Problem statement =
Recast the records below, from the line containing "Question. Provide the position of each instance of the outboard" through the end of the records, both ends included, as a two-column CSV with the headers "prompt" and "points". Give one row for each record, putting its text and its answer each in a single quoted field and turning line breaks into spaces.

Image point annotation entries =
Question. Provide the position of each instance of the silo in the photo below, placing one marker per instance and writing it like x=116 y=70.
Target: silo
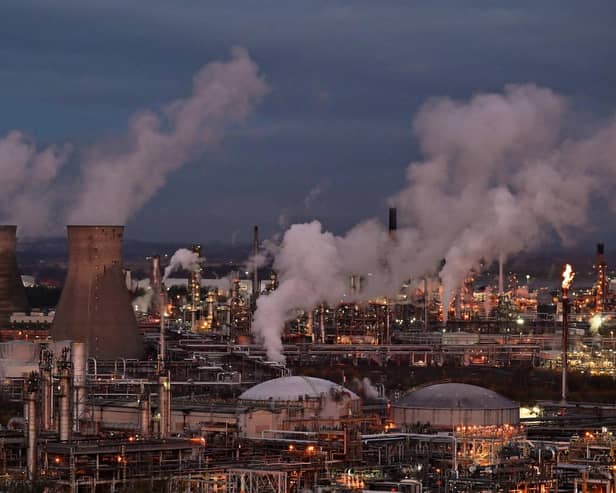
x=95 y=306
x=12 y=292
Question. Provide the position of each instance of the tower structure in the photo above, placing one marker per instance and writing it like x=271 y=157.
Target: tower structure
x=95 y=306
x=12 y=291
x=601 y=290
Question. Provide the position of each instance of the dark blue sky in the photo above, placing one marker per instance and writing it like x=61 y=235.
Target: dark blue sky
x=346 y=78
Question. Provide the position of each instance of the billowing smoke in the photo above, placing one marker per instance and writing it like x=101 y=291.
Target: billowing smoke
x=499 y=173
x=182 y=259
x=27 y=177
x=115 y=179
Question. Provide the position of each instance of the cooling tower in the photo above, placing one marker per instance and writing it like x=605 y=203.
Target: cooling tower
x=95 y=306
x=12 y=292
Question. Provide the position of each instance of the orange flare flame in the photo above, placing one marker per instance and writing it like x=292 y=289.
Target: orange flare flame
x=568 y=276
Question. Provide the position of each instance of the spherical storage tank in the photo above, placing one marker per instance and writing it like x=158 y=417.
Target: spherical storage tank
x=449 y=405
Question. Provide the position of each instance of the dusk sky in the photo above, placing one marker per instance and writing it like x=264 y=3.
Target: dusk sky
x=333 y=137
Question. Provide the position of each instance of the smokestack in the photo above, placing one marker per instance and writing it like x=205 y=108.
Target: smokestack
x=393 y=222
x=255 y=273
x=46 y=368
x=322 y=323
x=144 y=415
x=12 y=292
x=79 y=361
x=31 y=390
x=164 y=405
x=64 y=398
x=310 y=325
x=501 y=280
x=601 y=290
x=568 y=276
x=195 y=285
x=161 y=341
x=158 y=305
x=95 y=306
x=426 y=302
x=128 y=278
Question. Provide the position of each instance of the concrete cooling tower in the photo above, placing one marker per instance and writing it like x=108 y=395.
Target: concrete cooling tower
x=95 y=306
x=12 y=292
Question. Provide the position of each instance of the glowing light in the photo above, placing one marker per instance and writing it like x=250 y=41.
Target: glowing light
x=568 y=276
x=596 y=321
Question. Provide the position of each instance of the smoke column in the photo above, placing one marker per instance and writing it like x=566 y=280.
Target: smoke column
x=181 y=259
x=499 y=173
x=115 y=179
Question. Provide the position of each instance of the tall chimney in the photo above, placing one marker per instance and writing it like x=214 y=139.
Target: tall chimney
x=156 y=286
x=12 y=292
x=501 y=279
x=144 y=414
x=393 y=222
x=601 y=291
x=30 y=398
x=255 y=273
x=64 y=398
x=46 y=371
x=95 y=306
x=164 y=405
x=79 y=362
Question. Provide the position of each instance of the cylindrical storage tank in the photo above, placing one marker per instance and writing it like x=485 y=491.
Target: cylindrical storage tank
x=448 y=405
x=12 y=291
x=95 y=306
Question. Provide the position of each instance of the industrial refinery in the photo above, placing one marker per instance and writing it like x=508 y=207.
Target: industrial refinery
x=161 y=384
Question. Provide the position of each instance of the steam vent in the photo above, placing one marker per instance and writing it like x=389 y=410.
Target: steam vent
x=95 y=306
x=12 y=292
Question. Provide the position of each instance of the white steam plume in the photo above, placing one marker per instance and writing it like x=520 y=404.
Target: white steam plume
x=181 y=259
x=116 y=179
x=500 y=172
x=27 y=174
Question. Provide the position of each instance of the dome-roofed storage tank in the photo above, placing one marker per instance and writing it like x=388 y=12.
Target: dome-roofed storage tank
x=95 y=306
x=448 y=405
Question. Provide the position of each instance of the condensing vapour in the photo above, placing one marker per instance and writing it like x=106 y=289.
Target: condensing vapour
x=182 y=259
x=500 y=173
x=115 y=179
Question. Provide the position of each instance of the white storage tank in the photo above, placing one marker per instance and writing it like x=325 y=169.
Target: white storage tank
x=447 y=405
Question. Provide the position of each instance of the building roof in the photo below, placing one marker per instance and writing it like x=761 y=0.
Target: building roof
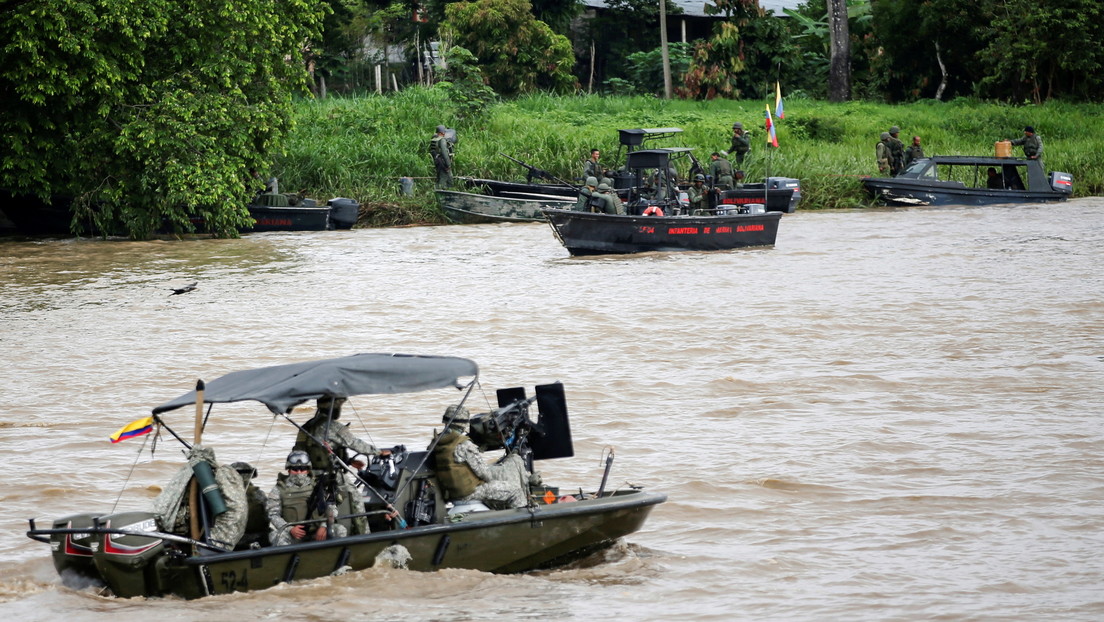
x=697 y=8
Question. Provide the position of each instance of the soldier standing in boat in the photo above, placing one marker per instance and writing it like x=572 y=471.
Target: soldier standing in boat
x=913 y=153
x=741 y=143
x=696 y=193
x=585 y=193
x=441 y=150
x=721 y=169
x=897 y=151
x=1031 y=143
x=611 y=201
x=296 y=512
x=467 y=476
x=882 y=153
x=324 y=434
x=593 y=168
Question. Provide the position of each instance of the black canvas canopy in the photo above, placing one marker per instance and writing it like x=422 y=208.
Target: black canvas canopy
x=283 y=387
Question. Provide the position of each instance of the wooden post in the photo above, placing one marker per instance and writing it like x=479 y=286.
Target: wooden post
x=193 y=487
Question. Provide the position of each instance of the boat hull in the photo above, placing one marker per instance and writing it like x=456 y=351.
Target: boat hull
x=909 y=192
x=312 y=218
x=467 y=208
x=513 y=540
x=584 y=233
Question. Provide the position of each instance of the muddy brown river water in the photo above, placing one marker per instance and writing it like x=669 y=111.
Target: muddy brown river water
x=892 y=414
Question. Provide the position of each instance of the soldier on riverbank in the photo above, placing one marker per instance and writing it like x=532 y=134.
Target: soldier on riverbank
x=1031 y=143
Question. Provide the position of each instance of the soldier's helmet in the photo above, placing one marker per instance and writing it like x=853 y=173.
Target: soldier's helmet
x=298 y=459
x=247 y=471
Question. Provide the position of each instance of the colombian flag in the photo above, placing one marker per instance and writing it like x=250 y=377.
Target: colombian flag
x=772 y=137
x=777 y=102
x=138 y=428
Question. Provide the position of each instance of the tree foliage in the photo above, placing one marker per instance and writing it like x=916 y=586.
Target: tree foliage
x=148 y=112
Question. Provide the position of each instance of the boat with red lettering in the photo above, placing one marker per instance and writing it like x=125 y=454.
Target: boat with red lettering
x=656 y=219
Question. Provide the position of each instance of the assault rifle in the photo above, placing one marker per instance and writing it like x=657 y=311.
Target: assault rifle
x=538 y=174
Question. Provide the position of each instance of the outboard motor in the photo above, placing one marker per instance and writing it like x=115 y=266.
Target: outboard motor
x=72 y=552
x=128 y=563
x=786 y=183
x=343 y=212
x=1061 y=181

Solution to this exercise =
prompt,points
"Question. Provide the position of each instance of the outboard motor in the photo above, placing one marker per instance and writing it like x=115 y=266. Target: outboard motor","x=72 y=552 x=128 y=563 x=786 y=183 x=343 y=212 x=1061 y=181"